[Text under study]

^^^^^^^^

This book brings together a selection of the best papers from the nineteenth edition of the Forum on specification and Design Languages Conference (FDL), which took place on September 14-16, 2016, in Bremen, Germany. FDL is a well-established international forum devoted to dissemination of research results, practical experiences and new ideas in the application of specification, design and verification languages to the design, modeling and verification of integrated circuits, complex hardware/software embedded systems, and mixed-technology systems.



Knowing Your AMS System’s Limits: System Acceptance Region Exploration by Using Automated Model Refinement and Accelerated Simulation

Virtual prototyping of Analog/Mixed-Signal (AMS) systems is a key concern in modern SoC verification. Achieving first-time right designs is a challenging task: Every relevant functional and non-functional property has to be examined throughout the complete design process. Many faulty designs have been verified carefully before tape out but are still missing at least one low-level effect which arises from interaction between one or more system components. Since these extra-functional effects are often neglected on system level, the design cannot be rectified in early design stages or verified before fabrication. We introduce a method to determine system acceptance regions tackling this challenge: We include extra-functional effects into the system models, and we investigate their behavior with parallel simulations in combination with an accelerated analog simulation scheme. The accelerated simulation approach is based on local linearizations of nonlinear circuits, which result in piecewise-linear systems. High-level simulation speed-up is achieved by avoiding numerical integration and using parallel computing. This approach is fully automated requiring only a circuit netlist. To reduce the overall number of simulations, we use an adaptive sampling algorithm for exploring systems acceptance regions which indicate feasible and critical operating conditions of the AMS system.

^^^^^^^^

[Task 1]
Copy the FDL text starting with "This book brings" and going on through "and mixed-technology systems.", changing "integrated circuits" to "printed circuit boards".
[Task 2]
Say whether each statement agrees with the FDL text, quoting the words that decide it: (a) the 2016 FDL conference was held in Bremen, Germany; (b) the accelerated simulation approach relies on numerical integration; (c) the approach is fully automated and needs only a circuit netlist.

[Saved data entries]
^^^^^^^^

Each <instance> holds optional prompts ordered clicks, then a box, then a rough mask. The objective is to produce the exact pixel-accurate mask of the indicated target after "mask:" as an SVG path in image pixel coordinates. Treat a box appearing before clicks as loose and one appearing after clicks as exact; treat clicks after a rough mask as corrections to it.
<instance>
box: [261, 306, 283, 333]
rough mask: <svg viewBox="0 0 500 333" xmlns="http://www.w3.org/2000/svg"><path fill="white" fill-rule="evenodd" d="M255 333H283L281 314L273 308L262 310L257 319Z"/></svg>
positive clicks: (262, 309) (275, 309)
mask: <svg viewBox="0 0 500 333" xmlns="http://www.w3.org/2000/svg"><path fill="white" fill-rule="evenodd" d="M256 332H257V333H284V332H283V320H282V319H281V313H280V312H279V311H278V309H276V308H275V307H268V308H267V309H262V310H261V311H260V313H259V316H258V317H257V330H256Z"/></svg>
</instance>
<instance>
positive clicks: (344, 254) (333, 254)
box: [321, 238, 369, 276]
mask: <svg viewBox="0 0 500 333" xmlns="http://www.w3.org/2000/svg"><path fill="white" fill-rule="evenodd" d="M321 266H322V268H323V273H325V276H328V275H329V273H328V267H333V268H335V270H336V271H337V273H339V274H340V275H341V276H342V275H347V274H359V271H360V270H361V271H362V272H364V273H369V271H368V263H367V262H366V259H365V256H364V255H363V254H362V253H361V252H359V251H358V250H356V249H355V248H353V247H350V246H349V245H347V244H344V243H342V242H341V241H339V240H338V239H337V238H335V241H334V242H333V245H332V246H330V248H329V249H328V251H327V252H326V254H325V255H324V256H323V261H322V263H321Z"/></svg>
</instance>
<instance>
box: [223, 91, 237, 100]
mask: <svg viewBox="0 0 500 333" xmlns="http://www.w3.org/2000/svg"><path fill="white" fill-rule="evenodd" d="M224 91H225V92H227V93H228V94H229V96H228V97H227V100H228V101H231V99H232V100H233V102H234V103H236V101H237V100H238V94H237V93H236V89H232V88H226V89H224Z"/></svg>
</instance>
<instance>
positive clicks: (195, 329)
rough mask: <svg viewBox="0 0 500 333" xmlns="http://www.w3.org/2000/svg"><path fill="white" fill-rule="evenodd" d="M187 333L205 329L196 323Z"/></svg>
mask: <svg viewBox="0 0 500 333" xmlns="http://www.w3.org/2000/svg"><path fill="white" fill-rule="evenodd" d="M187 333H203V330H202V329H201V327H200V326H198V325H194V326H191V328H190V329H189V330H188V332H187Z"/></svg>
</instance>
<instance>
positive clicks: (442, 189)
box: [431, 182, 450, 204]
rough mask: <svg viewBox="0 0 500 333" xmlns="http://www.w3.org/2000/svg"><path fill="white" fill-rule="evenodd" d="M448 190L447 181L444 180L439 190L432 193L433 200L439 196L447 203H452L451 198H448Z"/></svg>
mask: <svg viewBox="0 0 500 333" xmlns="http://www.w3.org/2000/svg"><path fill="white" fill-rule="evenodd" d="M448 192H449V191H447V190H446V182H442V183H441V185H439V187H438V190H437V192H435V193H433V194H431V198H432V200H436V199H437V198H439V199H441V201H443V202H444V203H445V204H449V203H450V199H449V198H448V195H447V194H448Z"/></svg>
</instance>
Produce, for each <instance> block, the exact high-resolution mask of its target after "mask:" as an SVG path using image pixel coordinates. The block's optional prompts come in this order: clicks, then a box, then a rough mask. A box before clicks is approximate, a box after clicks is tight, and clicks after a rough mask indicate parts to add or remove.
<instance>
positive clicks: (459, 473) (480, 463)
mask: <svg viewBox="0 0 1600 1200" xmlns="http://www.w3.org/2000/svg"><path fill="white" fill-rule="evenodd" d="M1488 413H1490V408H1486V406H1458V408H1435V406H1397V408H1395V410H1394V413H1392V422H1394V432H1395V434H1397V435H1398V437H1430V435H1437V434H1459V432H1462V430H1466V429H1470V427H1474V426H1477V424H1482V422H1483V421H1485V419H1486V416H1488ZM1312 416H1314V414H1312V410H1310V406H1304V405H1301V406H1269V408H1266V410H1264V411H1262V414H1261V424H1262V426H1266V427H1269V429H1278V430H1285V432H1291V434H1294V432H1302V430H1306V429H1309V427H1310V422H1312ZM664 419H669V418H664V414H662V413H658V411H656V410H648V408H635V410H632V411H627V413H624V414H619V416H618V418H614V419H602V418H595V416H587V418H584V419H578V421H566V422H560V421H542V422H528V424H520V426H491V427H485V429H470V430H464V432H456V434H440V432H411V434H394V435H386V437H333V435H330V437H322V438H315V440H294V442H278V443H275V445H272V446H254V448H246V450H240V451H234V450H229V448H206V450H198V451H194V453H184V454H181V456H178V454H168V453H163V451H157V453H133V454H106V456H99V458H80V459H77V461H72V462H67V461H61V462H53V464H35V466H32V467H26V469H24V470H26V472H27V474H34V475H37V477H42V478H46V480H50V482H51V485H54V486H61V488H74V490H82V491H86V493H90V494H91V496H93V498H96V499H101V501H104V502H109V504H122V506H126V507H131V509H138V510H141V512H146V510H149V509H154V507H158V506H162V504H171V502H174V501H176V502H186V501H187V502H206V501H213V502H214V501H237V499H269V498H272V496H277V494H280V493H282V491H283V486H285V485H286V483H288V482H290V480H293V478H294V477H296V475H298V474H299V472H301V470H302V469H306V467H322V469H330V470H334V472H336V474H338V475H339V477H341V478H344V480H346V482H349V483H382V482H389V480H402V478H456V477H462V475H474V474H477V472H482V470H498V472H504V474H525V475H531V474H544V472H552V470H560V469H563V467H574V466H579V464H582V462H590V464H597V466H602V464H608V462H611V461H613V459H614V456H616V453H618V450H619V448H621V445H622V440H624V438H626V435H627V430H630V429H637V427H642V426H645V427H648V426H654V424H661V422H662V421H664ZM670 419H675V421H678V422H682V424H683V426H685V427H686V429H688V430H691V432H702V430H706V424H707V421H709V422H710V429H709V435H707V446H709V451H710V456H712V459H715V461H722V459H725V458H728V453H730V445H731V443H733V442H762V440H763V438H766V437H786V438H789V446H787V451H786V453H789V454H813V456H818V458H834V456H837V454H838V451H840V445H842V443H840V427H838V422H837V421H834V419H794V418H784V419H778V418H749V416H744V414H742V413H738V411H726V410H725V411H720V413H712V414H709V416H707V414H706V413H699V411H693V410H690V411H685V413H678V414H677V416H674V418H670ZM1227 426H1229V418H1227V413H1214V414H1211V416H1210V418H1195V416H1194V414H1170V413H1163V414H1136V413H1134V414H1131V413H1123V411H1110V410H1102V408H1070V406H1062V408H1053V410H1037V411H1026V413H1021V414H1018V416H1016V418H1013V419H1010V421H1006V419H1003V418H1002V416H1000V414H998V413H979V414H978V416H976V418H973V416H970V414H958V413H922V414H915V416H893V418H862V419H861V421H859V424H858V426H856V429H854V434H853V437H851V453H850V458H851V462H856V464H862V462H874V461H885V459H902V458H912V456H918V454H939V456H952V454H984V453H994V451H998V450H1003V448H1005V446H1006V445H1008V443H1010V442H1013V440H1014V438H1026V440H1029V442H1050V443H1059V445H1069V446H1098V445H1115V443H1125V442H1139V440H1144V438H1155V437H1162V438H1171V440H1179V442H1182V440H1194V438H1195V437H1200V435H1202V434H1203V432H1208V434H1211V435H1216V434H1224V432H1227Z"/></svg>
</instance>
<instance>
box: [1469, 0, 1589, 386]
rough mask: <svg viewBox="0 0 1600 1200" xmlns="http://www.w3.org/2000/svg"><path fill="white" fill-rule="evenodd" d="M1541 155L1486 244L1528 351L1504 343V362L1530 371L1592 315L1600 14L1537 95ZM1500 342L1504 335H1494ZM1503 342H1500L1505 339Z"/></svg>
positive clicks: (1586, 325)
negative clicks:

^^^^^^^^

[Exercise response 1]
This book brings together a selection of the best papers from the nineteenth edition of the Forum on specification and Design Languages Conference (FDL), which took place on September 14-16, 2016, in Bremen, Germany. FDL is a well-established international forum devoted to dissemination of research results, practical experiences and new ideas in the application of specification, design and verification languages to the design, modeling and verification of printed circuit boards, complex hardware/software embedded systems, and mixed-technology systems.

[Exercise response 2]
(a) Yes: "which took place on September 14-16, 2016, in Bremen, Germany"
(b) No: "High-level simulation speed-up is achieved by avoiding numerical integration and using parallel computing."
(c) Yes: "This approach is fully automated requiring only a circuit netlist."